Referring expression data
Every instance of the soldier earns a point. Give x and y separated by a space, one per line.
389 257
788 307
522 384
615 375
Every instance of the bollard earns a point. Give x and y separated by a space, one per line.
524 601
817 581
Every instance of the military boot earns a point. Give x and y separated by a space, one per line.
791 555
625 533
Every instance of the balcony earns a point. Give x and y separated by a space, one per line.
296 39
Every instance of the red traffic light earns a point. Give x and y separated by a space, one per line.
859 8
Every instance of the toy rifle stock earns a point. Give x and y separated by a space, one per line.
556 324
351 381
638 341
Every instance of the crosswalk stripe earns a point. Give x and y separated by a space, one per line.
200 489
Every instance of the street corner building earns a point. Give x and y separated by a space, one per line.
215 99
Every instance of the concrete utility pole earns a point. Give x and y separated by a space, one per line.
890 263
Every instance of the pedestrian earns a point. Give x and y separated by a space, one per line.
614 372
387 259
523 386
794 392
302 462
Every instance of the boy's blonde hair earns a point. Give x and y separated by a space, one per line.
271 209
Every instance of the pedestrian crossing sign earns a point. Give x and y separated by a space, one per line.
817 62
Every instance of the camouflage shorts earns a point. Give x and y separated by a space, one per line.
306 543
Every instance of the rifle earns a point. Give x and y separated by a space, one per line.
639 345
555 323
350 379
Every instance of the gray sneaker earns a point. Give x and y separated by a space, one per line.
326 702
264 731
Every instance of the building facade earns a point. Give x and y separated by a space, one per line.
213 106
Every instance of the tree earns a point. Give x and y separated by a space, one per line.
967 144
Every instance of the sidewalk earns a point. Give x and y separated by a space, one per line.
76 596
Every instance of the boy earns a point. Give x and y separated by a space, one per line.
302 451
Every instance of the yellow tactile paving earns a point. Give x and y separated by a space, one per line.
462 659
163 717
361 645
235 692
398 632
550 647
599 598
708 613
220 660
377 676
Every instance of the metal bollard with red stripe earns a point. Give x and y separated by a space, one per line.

> **WHAT THE TASK REQUIRES**: Type the data out again, exactly.

> **RESPONSE TO THE TASK**:
Every instance of the soldier earns a point. Give x and y separated by a space, one per line.
389 257
788 307
522 384
615 375
Every instance of the bollard earns a point. Give x and y separated by a space, one per line.
524 601
817 581
Every instance of the military boot earns a point. Give x and y separated by a space, one per line.
791 555
625 533
Every instance of the balcony earns a point. Give x and y separated by a space, one per line.
296 39
Every instance of the red traffic light earns a point. Give x and y separated by a space, one per line.
859 8
Every instance of the toy rifle stock earns a point. Give x and y separated by a space, one per line.
556 324
351 381
638 341
Every instance of the crosswalk stripe earns a point. Give x and y separated by a space, one per line.
200 489
Every instance of the street corner building earns a point. Give x and y separated by a space, one per line.
215 99
Every instance of the concrete utility pole earns a point. Give x and y separated by a space, one per line.
890 263
Every instance of the pedestrian earns a point. Give x and y separated by a space, one per line.
614 372
387 259
523 386
794 392
302 462
Every instance of the boy's blonde hair earns a point. Give x and y separated by a space, one per line.
271 209
Every instance of the pedestrian crossing sign earns a point. Give x and y separated by a space, one per line.
817 62
Every instance of the camouflage shorts earns a point. Give x and y separated by a space, one per line.
306 543
Every instance of the rifle earns a point. Give x and y separated by a space, one per line.
639 345
555 323
350 379
Every instance of the gray sneaker earns a point. Give x and y separated by a space, one per line.
326 702
264 731
Every instance of the building facade earns a point. Give x and y separated by a space, one per line.
213 106
Every instance of the tree earns a point. Give x and y separated by a space, one per line.
967 144
Every instance of the sidewalk earns a point. Give x and y separated by a space, one per line.
76 596
Every instance of the boy earns a point. Give x and y separated by a space, one per line.
302 451
Every instance of the yellow tactile paving earns a point. Give x and y separated by a space, one per line.
462 659
163 717
361 645
235 692
398 632
550 647
599 598
708 613
220 660
377 676
Every instance of the metal bollard with red stripe earns a point. Give x and y separated by a space, one per line.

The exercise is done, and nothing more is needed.